◆ **What to produce**:
Reproduce each of the records below word for word, with nothing changed, added, or left out.

(Collection records)
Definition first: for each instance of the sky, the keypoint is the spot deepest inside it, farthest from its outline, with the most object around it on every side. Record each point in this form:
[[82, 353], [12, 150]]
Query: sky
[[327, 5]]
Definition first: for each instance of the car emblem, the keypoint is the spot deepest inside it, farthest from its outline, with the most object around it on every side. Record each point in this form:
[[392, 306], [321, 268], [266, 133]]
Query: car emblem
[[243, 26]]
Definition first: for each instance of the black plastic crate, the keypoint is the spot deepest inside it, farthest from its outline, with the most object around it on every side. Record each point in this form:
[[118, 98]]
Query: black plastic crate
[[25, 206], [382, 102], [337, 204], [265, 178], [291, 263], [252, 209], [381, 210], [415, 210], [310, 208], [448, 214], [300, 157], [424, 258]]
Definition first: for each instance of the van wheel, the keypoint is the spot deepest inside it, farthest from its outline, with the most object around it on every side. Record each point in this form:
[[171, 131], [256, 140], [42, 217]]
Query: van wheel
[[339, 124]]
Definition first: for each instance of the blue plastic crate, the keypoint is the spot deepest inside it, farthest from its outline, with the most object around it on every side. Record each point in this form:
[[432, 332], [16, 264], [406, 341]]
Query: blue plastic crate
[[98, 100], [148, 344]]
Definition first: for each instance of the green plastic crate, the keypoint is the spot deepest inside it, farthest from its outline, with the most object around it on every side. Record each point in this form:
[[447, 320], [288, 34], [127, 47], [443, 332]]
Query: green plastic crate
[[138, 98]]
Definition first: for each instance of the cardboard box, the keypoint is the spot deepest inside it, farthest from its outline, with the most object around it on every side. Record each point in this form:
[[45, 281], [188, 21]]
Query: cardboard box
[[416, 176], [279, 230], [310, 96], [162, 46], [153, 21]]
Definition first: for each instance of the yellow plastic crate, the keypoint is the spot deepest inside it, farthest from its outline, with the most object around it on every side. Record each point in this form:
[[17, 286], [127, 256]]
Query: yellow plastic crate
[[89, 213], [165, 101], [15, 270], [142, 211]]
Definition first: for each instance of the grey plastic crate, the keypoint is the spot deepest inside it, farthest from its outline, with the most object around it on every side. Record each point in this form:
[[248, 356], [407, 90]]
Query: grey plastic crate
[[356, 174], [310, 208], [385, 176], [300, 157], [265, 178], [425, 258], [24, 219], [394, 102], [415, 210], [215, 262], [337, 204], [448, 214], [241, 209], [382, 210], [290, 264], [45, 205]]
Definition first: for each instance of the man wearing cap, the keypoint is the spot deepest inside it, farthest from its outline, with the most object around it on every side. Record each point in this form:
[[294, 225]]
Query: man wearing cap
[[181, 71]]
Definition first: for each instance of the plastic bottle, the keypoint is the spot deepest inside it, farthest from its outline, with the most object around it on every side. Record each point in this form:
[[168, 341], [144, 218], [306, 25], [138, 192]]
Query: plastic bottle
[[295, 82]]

◆ **Written reply**:
Definition first: for each instance of the sky, the keypoint is the spot deepest inside it, farthest from its outline, with the most object around it on every side. Record each point in this form:
[[82, 353], [12, 150]]
Query: sky
[[327, 5]]
Definition first: for each instance of the car emblem, the keypoint is the spot deepest inside it, farthest from its outline, with the most object around it on every side. Record each point in this form:
[[392, 306], [321, 268], [266, 133]]
Query: car emblem
[[243, 26]]
Definition first: for each instance of the black plastic crate, the keypoint is the spot deepest inside it, farthest from its outline, with the most object around it on every side. Record each point in this form:
[[118, 98]]
Query: black plastic crate
[[25, 206], [382, 102], [337, 204], [265, 178], [291, 263], [252, 209], [381, 210], [415, 210], [310, 208], [448, 214], [300, 157], [424, 258]]
Definition first: for each instance of the van wheel, the keypoint is the spot deepest inside it, farthest from its outline, with the most object around it on every side. Record each point in this form:
[[171, 131], [256, 140], [42, 217]]
Query: van wheel
[[339, 124]]
Definition first: for each instance of the blue plastic crate, the keypoint is the spot deepest inside it, farthest from its outline, with the most object around it on every side. Record each point in this form:
[[432, 332], [16, 264], [406, 341]]
Query: blue plastic crate
[[98, 100], [148, 344]]
Definition first: for each instance of the green plastic crate, the keypoint is the spot deepest inside it, farthest from its outline, with the most object around it on every side. Record each point in this form:
[[447, 320], [288, 34], [127, 47], [443, 332]]
Query: green plastic crate
[[138, 98]]
Definition first: for each instance of the cardboard box, the keypoint is the spot deepest inside it, farthest from its outline, with the most object around it on every side. Record each point in this form:
[[45, 281], [188, 21]]
Query: cardboard box
[[416, 176], [279, 230], [310, 96], [162, 46], [153, 21]]
Definition first: for each instance of the yellow plastic crate, the keypoint is the spot deepest inside it, farthest from its outline, with the most object around it on every side. Record each point in this form:
[[17, 286], [127, 256]]
Query: yellow plastic crate
[[89, 213], [165, 101], [15, 270], [142, 211]]
Definition first: for each instance of the grey plastic crate, the keypoint is the spot deepest inside it, farthest from its outline, with the most object around it on every side. Record each point in this form:
[[248, 356], [407, 90]]
Query: grey plastic crate
[[356, 174], [310, 208], [385, 176], [300, 157], [265, 178], [425, 258], [24, 219], [394, 102], [415, 210], [215, 262], [337, 204], [448, 214], [241, 209], [382, 210], [290, 264], [45, 205]]
Definition first: for each instance of the man wearing cap, the keypoint is the spot deepest inside it, farthest from its outline, with the most object around it on every side. Record each point in this form:
[[294, 225]]
Query: man wearing cap
[[181, 71]]
Definition first: for each instance of the plastic bottle, the keypoint is the spot deepest inside it, farthest from its outline, with the most object around it on every side. Record each point in this form:
[[168, 341], [144, 218], [306, 25], [138, 192]]
Query: plastic bottle
[[295, 82]]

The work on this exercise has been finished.